-- Exercise passage follows --

Page MenuHomePhabricator

Undertake a mass upload of 14 million files (1.5 TB) to Commons
Closed, ResolvedPublic

Description

I am currently coordinating with a volunteer to upload 14 million public domain image files to Wikimedia Commons by way of GLAM-Wiki Toolset. These files will be around 1.5 TB in size. I would like to ask Operations if I can do this without causing any particular disruption to the technical infrastructure of Wikimedia Commons. I am also tagging GLAM-Wiki Toolset in case I need to do anything special with the XML file that will be generated. (Would a 14 million entry XML file be too big?)

Event Timeline

Harej raised the priority of this task from to Needs Triage.
Harej updated the task description. (Show Details)
Harej subscribed.
Restricted Application added a subscriber: Aklapper. · View Herald Transcript

For special cases like this it might also be an option to send a hard disk.

-- Exercise passage concluded --
-- Data follows --

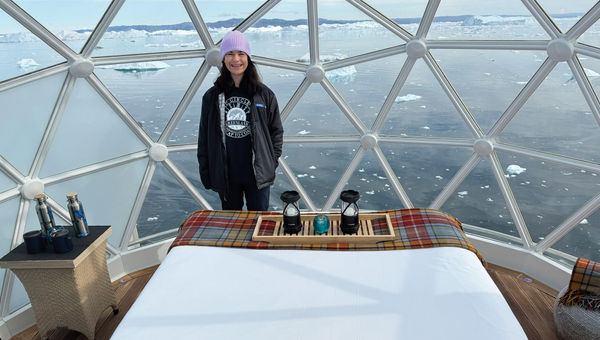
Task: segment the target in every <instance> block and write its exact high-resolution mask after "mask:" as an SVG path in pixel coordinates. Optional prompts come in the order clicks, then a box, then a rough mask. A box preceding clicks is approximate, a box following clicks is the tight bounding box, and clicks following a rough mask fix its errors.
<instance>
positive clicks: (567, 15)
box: [537, 0, 596, 33]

-- Data concluded --

### Required tasks
1) Decide whether each statement agrees with the mass upload task above. Answer yes or no, and quote the deciding words.
(a) The files to be uploaded are expected to total around 1.5 TB.
(b) The upload is planned by way of GLAM-Wiki Toolset.
(c) The image files are described as copyrighted material.
2) Answer these questions from the mass upload task above.
(a) How many files are to be uploaded?
(b) To what priority did Harej raise the task?
(c) What option does the last comment suggest for special cases?
3) Carry on the mass upload task from the point where it stops.

### Results by task
1)
(a) Yes: "These files will be around 1.5 TB in size."
(b) Yes: "by way of GLAM-Wiki Toolset"
(c) No: "public domain image files"

2)
(a) 14 million
(b) Needs Triage
(c) Sending a hard disk

3)
I happen to live in DC, so it wouldn't take that much effort for me to hand off a hard disk to someone in Ashburn. Except I don't have the files myself; they reside with the Internet Archive. The best option is to have the toolset download the files directly from Internet Archive.

Speaking of which, for those who understand the toolset, how many download requests are sent out at a time? This number is important, given the volume and the fact that the images are stored on the server as ZIP files. The Internet Archive does on-the-fly decompression through their API and serves the decompressed image. Thus it could potentially be very taxing if too many requests are done at once.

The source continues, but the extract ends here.